(Beginning of Materials provided)

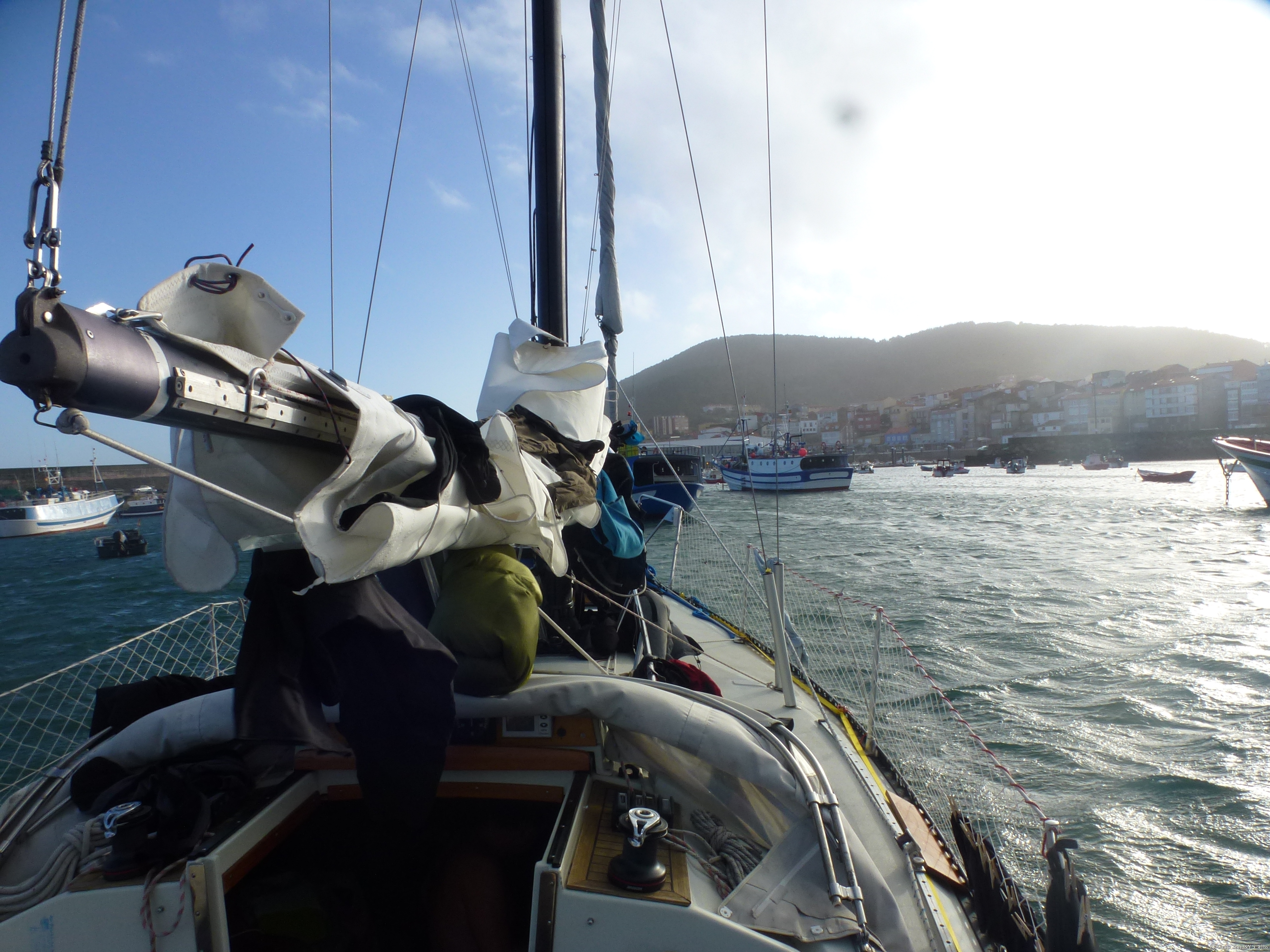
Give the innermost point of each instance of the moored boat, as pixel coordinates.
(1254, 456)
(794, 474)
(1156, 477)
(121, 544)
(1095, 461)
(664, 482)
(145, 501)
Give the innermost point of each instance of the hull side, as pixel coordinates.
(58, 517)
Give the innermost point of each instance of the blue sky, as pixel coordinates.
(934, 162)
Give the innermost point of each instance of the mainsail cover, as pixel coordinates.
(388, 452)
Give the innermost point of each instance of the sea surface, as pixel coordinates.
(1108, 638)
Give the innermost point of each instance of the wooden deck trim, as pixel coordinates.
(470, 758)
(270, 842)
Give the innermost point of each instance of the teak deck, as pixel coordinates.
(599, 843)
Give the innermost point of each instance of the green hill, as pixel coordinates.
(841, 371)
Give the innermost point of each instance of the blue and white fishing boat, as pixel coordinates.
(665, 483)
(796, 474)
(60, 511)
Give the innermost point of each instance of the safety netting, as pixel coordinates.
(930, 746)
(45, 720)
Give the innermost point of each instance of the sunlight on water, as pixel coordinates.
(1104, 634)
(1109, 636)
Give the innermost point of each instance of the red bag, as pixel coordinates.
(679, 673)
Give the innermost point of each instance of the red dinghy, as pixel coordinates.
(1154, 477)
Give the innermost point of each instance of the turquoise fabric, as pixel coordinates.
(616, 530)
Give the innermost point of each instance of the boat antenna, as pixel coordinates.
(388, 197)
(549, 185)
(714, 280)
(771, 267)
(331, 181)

(End of Materials provided)

Work request -> An exact restatement of the lines from the one with "sky, as pixel coordinates." through the last line of the data is the only acceptable answer.

Completed task ->
Give the innermost point of each instance of the blue sky, as pixel coordinates.
(934, 162)
Give the innermost point of each instance of the mainsail cover, as pixel coordinates.
(388, 452)
Give the innermost point of each instance of the sea surface, as pixel coordinates.
(1108, 638)
Give the innermost point of each instance of the wooden deck trim, as pixel coordinates.
(470, 758)
(270, 842)
Give the innermost point of each instance of the teak deck, as pixel coordinates.
(599, 843)
Give the innermost point of each instance of the green hill, as pixel coordinates.
(841, 371)
Give the innermost point of each instance of the blue and white fishing boat, as pixel coordinates.
(665, 483)
(796, 474)
(60, 511)
Give the innermost point of each instance of the safety netting, as pixel coordinates.
(930, 746)
(45, 720)
Give the innermost point of each instance of the sunlight on water, as pixel coordinates.
(1104, 634)
(1109, 636)
Give the innermost point of each instance of the red bag, as pixel coordinates.
(679, 673)
Give the innermost point of each instance of the red dinghy, as pixel coordinates.
(1154, 477)
Give the innermost point of each instance of the turquoise fabric, as pixel coordinates.
(616, 530)
Give the innermost point of each instance of the boat antenna, as pixel coordinates.
(388, 197)
(549, 185)
(714, 280)
(771, 267)
(331, 181)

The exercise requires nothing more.